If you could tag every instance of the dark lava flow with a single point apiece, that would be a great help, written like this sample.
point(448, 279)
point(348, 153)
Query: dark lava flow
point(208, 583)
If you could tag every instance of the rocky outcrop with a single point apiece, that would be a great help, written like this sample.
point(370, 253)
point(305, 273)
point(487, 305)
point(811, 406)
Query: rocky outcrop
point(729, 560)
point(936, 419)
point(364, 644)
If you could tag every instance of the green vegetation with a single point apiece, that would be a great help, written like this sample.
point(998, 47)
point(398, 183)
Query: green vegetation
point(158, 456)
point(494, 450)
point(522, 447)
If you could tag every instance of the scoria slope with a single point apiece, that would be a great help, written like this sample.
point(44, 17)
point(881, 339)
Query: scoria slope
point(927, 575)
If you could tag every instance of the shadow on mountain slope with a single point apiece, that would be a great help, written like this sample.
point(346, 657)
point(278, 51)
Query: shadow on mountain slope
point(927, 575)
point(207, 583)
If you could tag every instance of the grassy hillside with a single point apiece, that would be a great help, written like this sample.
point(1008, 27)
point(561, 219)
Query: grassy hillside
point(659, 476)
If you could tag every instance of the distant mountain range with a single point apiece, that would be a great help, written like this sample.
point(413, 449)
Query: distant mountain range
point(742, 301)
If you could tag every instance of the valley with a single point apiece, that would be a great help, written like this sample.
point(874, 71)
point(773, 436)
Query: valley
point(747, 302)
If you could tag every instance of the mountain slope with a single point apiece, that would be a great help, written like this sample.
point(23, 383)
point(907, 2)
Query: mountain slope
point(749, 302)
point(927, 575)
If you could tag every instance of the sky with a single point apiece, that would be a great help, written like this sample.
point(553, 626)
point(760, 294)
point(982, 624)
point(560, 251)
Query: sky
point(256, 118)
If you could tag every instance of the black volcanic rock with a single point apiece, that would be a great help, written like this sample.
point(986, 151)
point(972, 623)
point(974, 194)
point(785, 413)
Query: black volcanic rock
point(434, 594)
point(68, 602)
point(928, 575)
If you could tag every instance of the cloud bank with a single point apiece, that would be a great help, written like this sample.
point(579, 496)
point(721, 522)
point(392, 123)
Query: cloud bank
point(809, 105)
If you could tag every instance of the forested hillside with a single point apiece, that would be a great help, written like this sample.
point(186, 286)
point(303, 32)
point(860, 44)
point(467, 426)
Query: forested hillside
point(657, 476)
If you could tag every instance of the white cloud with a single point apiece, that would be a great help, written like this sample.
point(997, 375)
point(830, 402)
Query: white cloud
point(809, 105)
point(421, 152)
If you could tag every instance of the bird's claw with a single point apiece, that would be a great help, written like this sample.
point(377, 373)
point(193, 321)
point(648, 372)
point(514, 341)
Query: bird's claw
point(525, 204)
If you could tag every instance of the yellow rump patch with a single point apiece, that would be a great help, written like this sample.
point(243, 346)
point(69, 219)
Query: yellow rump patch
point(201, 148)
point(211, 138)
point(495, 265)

**What you are asked to do:** Render every line of the entries above as a Markdown table with the columns "Row" and "Entry line", numbering the lines in order and skipping any blank ones.

**Exercise answer:**
| Row | Entry line |
|---|---|
| 1 | If you could tag every instance of the dark lava flow with a single point apiece, that would be a great help, written like this sample. |
| 2 | point(448, 279) |
| 3 | point(348, 153) |
| 4 | Query: dark lava flow |
| 5 | point(208, 583) |
| 6 | If you could tag every instance of the rocky outcrop with a single point apiece, that would be a great help, written like this sample. |
| 7 | point(370, 253) |
| 8 | point(305, 273) |
| 9 | point(487, 305) |
| 10 | point(811, 406) |
| 11 | Query: rocky outcrop |
| 12 | point(729, 560) |
| 13 | point(936, 419) |
| 14 | point(364, 644) |
| 15 | If you could tag every instance of the green vegetation with a single point apiece, that would be a great help, written like this sample. |
| 16 | point(998, 47) |
| 17 | point(398, 183) |
| 18 | Query: green vegetation |
| 19 | point(158, 456) |
| 20 | point(494, 450) |
| 21 | point(522, 447) |
| 22 | If you could tag every instance of the scoria slope with a single point apiece, that would be a great help, written like this sample. |
| 23 | point(44, 17) |
| 24 | point(881, 339) |
| 25 | Query: scoria slope |
| 26 | point(927, 575) |
| 27 | If you could tag every instance of the shadow on mountain slope with a single point apiece, that would be a great help, written like this sample. |
| 28 | point(346, 657) |
| 29 | point(278, 51) |
| 30 | Query: shadow on mountain slope |
| 31 | point(927, 575) |
| 32 | point(207, 583) |
| 33 | If you could tag every instance of the grassy hillside with a single point apiece, that would be a great help, written like this sample. |
| 34 | point(1008, 27) |
| 35 | point(561, 219) |
| 36 | Query: grassy hillside |
| 37 | point(659, 476) |
| 38 | If you could tag every instance of the distant mountain range with a single point apiece, that would be a great help, written like this sample. |
| 39 | point(413, 449) |
| 40 | Query: distant mountain range |
| 41 | point(742, 301) |
| 42 | If you could tag every instance of the valley with a single point apiece, that would be a great help, written like this sample. |
| 43 | point(874, 71) |
| 44 | point(773, 436) |
| 45 | Query: valley |
| 46 | point(747, 302) |
| 47 | If you could tag every instance of the mountain slope with a single point apiece, that would be a great help, written like this sample. |
| 48 | point(23, 383) |
| 49 | point(907, 2) |
| 50 | Query: mountain slope |
| 51 | point(749, 302) |
| 52 | point(927, 575) |
| 53 | If you could tag every instance of the sky with a single point apiece, that would be a great help, written like this sample. |
| 54 | point(553, 626) |
| 55 | point(760, 294) |
| 56 | point(982, 624) |
| 57 | point(560, 251) |
| 58 | Query: sky |
| 59 | point(256, 118) |
| 60 | If you could tag every instance of the black volcanic rock with a single point apiece, that would be a great help, written like this sample. |
| 61 | point(986, 151) |
| 62 | point(972, 623) |
| 63 | point(974, 194) |
| 64 | point(785, 413) |
| 65 | Query: black volcanic rock |
| 66 | point(434, 594) |
| 67 | point(68, 602) |
| 68 | point(928, 575) |
| 69 | If you could tag every instance of the cloud bank with a single point apiece, that would be a great help, written like this sample. |
| 70 | point(579, 496) |
| 71 | point(721, 522) |
| 72 | point(392, 123) |
| 73 | Query: cloud bank |
| 74 | point(809, 105) |
| 75 | If you could tag every instance of the forested hillside with a single point apiece, that would be a great help, written like this sample. |
| 76 | point(186, 286) |
| 77 | point(303, 32) |
| 78 | point(860, 44) |
| 79 | point(467, 426) |
| 80 | Query: forested hillside |
| 81 | point(657, 476) |
| 82 | If you could tag every instance of the white cloud with a single point apiece, that would be a great help, written like this sample. |
| 83 | point(997, 375) |
| 84 | point(830, 402) |
| 85 | Query: white cloud |
| 86 | point(809, 105) |
| 87 | point(421, 152) |
| 88 | If you could tag every instance of the bird's claw with a single point apiece, that would be a great help, written like this sample. |
| 89 | point(377, 373) |
| 90 | point(193, 321) |
| 91 | point(648, 372) |
| 92 | point(514, 341) |
| 93 | Query: bird's claw |
| 94 | point(525, 204) |
| 95 | If you could tag every instance of the yellow rump patch with a single point apiece, that would be a great help, written like this sample. |
| 96 | point(243, 346) |
| 97 | point(69, 219) |
| 98 | Query: yellow rump patch |
| 99 | point(201, 148) |
| 100 | point(211, 138) |
| 101 | point(495, 265) |